→ **WHAT THE EXERCISE ASKS**: Starting at the line that contains "Where can the pedestrian" and continuing to the end of the data, reproduce those lines with "crossing sign" replaced by "warning sign". Leave everything else unchanged.

→ **Source records**:
----------

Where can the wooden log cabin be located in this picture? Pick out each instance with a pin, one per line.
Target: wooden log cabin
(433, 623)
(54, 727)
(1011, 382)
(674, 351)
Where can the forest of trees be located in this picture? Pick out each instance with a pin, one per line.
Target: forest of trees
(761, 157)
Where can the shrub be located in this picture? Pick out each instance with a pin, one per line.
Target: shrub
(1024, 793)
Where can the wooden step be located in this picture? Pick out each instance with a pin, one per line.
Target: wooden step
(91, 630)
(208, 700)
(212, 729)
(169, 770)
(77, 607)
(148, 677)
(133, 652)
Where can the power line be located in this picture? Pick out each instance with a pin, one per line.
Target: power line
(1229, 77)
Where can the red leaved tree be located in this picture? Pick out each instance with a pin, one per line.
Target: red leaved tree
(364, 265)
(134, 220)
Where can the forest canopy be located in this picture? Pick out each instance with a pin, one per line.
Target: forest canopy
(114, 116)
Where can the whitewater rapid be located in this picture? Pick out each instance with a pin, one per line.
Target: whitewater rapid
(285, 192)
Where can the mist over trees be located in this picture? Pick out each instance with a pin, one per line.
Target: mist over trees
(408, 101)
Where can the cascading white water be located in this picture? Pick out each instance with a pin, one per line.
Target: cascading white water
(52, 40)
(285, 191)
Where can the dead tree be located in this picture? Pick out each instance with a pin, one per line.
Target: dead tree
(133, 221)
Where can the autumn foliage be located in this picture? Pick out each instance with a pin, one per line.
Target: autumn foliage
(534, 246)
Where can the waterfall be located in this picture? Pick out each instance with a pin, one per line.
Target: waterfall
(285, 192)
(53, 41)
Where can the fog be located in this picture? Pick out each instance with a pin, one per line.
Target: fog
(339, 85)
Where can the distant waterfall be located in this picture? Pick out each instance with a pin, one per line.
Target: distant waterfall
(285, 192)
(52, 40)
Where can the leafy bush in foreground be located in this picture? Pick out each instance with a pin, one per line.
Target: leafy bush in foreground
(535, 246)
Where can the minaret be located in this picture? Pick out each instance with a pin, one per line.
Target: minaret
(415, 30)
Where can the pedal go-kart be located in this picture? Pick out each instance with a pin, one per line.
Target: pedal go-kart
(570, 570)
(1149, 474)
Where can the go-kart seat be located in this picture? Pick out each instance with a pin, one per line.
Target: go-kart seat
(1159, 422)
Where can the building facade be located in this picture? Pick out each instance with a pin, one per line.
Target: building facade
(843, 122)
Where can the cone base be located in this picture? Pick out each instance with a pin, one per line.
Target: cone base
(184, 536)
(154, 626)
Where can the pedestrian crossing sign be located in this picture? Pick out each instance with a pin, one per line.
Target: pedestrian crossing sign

----------

→ **SOLUTION FOR THIS PROBLEM**:
Where can the pedestrian warning sign be located in this picture? Pick out each instance with a pin, one per line.
Target: pedestrian warning sign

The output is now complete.